PASSAGE PROVIDED:
* * *

The **audio-dataset-converter** library allows the conversion between
various dataset formats of audio datasets.
Filters can be supplied as well, e.g., for cleaning up the data.

Dataset formats:

- classification: ADAMS (r/w), sub-dir (r/w), TXT (r/w)
- speech: ADAMS (r/w), CommonVoice (r/w), Festvox (r/w), Huggingface Audiofolder (r/w), TXT (r/w)

Changelog
=========

0.0.3 (2025-07-10)
------------------

- added `set-placeholder` filter for dynamically setting (temporary) placeholders at runtime
- added `--resume_from` option to relevant readers that allows resuming the data processing
  from the first file that matches this glob expression (e.g., `*/012345.wav`)
- requiring seppl>=0.2.17 now for resume, split group, skippable plugin support and avoiding deprecated use of pkg_resources
- `to-adams-sp` writer now uses `-t` short flag for the transcript like the `from-adams-sp` reader
- added the `from-multi` meta-reader that combines multiple base readers and returns their output
- added the `to-multi` meta-writer that forwards the data to multiple base writers
- using `wai_common` instead of `wai.common` now
- added `split_group` parameter to splittable writers (stream/batch)

* * *

Point labeling examples
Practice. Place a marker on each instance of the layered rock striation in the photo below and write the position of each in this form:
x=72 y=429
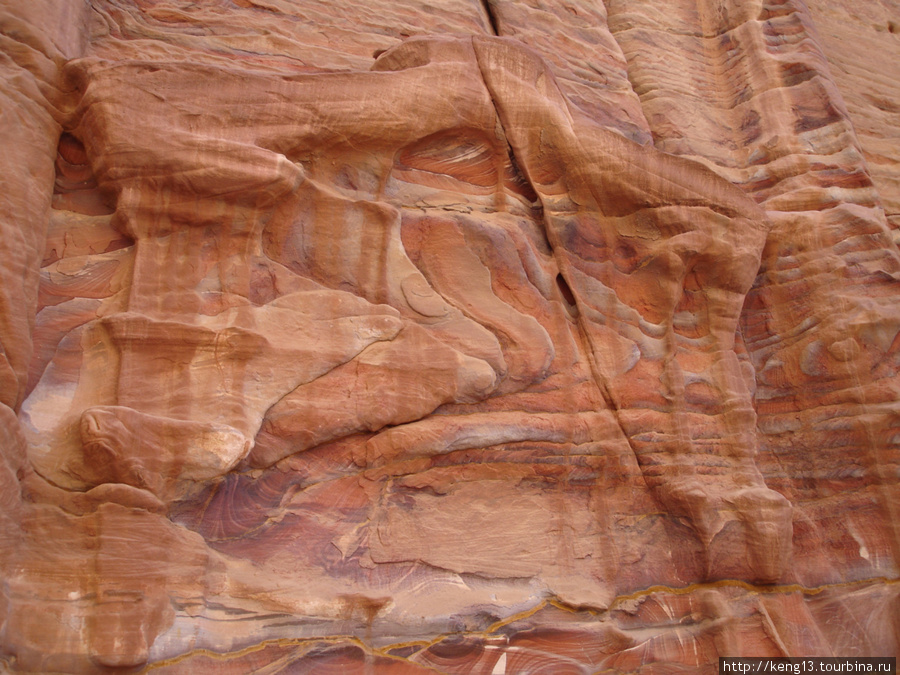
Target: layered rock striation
x=497 y=337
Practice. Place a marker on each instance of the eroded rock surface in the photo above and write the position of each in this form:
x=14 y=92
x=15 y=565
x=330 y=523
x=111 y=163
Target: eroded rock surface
x=472 y=338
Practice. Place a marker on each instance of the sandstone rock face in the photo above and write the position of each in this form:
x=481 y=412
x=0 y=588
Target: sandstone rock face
x=502 y=337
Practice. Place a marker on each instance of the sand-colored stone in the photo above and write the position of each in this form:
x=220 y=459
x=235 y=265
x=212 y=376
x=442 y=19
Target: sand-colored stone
x=461 y=337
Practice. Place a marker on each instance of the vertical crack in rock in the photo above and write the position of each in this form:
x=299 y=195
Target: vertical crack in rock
x=487 y=5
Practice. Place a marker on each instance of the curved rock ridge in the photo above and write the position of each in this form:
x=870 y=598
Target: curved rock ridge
x=495 y=337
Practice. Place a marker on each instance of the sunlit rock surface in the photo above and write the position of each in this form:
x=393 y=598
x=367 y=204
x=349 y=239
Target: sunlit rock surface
x=501 y=337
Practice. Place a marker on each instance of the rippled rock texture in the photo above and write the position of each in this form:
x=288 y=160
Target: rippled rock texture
x=514 y=337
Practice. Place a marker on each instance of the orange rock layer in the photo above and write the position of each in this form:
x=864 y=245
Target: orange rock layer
x=485 y=337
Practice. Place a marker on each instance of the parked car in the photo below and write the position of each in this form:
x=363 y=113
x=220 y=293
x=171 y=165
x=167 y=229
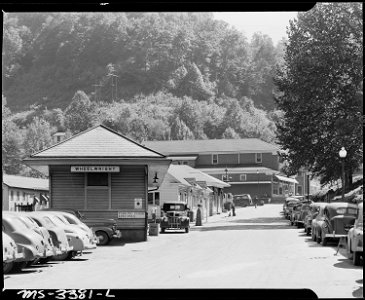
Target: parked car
x=311 y=214
x=288 y=206
x=11 y=253
x=43 y=233
x=75 y=236
x=73 y=220
x=59 y=238
x=175 y=216
x=355 y=238
x=105 y=229
x=333 y=221
x=26 y=239
x=303 y=211
x=295 y=211
x=242 y=200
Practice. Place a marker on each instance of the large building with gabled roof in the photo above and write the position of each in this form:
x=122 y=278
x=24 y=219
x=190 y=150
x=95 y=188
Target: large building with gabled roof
x=102 y=173
x=250 y=166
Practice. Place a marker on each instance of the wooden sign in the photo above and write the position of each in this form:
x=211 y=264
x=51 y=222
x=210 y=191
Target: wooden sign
x=84 y=169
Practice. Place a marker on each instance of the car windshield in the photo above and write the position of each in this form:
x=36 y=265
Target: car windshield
x=179 y=207
x=72 y=219
x=346 y=210
x=48 y=221
x=18 y=224
x=27 y=222
x=57 y=220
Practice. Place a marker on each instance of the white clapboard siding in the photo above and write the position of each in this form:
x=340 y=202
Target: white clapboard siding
x=67 y=189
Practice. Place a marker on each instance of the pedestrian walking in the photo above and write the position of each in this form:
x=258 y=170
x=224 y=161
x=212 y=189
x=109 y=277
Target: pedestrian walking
x=229 y=204
x=233 y=209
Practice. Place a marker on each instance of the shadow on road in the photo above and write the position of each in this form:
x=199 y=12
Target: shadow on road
x=260 y=220
x=346 y=264
x=25 y=271
x=248 y=224
x=113 y=242
x=359 y=292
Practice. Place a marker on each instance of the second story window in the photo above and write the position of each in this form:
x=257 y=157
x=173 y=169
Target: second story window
x=215 y=159
x=243 y=177
x=258 y=158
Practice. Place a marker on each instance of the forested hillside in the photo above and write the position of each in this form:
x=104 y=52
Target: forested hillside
x=48 y=57
x=150 y=76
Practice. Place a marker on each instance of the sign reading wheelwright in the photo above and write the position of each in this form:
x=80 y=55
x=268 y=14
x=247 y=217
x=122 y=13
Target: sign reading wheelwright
x=95 y=169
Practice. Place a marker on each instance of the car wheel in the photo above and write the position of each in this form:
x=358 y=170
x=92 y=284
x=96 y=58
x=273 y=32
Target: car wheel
x=71 y=255
x=45 y=260
x=7 y=267
x=18 y=266
x=307 y=231
x=323 y=239
x=356 y=258
x=318 y=239
x=103 y=237
x=62 y=256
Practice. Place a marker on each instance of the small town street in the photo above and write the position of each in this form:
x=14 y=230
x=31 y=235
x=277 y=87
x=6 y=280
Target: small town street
x=255 y=249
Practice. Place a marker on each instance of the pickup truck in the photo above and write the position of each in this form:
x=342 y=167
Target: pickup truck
x=104 y=229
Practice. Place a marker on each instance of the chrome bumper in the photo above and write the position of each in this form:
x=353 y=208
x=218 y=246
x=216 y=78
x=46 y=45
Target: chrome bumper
x=117 y=234
x=333 y=235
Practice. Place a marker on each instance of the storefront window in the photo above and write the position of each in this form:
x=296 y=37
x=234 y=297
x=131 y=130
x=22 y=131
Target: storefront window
x=150 y=198
x=157 y=198
x=97 y=179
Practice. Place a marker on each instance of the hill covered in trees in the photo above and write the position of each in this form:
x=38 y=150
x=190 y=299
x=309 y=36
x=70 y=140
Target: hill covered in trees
x=150 y=76
x=48 y=57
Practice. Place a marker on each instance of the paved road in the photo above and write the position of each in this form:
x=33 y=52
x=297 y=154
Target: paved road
x=255 y=249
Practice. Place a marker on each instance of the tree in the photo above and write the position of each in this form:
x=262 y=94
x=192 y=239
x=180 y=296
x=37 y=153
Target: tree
x=37 y=136
x=229 y=133
x=80 y=113
x=320 y=88
x=11 y=142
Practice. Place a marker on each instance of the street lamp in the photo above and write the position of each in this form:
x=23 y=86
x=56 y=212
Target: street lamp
x=343 y=154
x=258 y=184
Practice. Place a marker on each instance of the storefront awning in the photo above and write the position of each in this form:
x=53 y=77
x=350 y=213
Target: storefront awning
x=286 y=179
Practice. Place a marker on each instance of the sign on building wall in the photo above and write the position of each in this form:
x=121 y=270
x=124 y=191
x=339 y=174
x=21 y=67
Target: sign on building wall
x=95 y=169
x=130 y=214
x=137 y=203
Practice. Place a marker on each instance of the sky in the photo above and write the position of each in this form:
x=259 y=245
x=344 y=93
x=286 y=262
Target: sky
x=271 y=23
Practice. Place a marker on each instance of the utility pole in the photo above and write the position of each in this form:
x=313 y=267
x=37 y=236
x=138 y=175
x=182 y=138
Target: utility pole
x=97 y=87
x=114 y=93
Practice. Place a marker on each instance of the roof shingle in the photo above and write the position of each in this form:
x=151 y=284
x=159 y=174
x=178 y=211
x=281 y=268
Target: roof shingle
x=211 y=146
x=99 y=141
x=26 y=182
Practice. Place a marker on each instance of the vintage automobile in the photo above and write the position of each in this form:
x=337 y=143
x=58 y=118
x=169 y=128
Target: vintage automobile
x=295 y=211
x=10 y=253
x=312 y=213
x=105 y=229
x=26 y=239
x=73 y=220
x=175 y=216
x=58 y=235
x=355 y=238
x=50 y=250
x=75 y=236
x=301 y=214
x=333 y=221
x=242 y=200
x=288 y=206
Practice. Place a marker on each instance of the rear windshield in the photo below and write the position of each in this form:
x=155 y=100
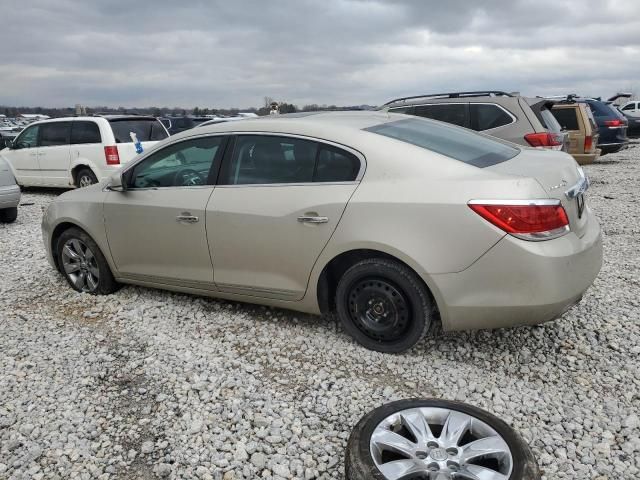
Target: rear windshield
x=146 y=129
x=457 y=143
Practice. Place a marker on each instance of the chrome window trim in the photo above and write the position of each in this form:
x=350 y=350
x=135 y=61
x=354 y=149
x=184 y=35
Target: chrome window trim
x=518 y=202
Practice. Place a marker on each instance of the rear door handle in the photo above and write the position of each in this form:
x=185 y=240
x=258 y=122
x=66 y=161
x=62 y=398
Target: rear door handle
x=309 y=219
x=187 y=218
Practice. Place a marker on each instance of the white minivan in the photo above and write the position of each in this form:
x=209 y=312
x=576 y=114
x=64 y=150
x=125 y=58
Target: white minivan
x=78 y=151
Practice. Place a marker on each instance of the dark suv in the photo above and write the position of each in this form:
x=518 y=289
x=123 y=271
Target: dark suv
x=521 y=120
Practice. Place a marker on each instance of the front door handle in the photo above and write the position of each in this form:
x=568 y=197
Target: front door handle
x=310 y=219
x=186 y=217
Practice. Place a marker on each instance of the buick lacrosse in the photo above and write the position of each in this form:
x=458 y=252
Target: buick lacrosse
x=388 y=220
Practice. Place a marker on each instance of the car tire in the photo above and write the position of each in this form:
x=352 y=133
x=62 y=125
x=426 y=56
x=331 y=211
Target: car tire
x=83 y=265
x=519 y=462
x=85 y=177
x=383 y=305
x=8 y=215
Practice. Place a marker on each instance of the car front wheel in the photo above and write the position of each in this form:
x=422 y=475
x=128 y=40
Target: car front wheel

* * *

WHAT NEEDS TO BE DONE: Retype the audio-dataset-converter text word for word, beginning at the words "- requiring seppl>=0.2.17" and stopping after "splittable writers (stream/batch)".

SOLUTION FOR THIS EXERCISE:
- requiring seppl>=0.2.17 now for resume, split group, skippable plugin support and avoiding deprecated use of pkg_resources
- `to-adams-sp` writer now uses `-t` short flag for the transcript like the `from-adams-sp` reader
- added the `from-multi` meta-reader that combines multiple base readers and returns their output
- added the `to-multi` meta-writer that forwards the data to multiple base writers
- using `wai_common` instead of `wai.common` now
- added `split_group` parameter to splittable writers (stream/batch)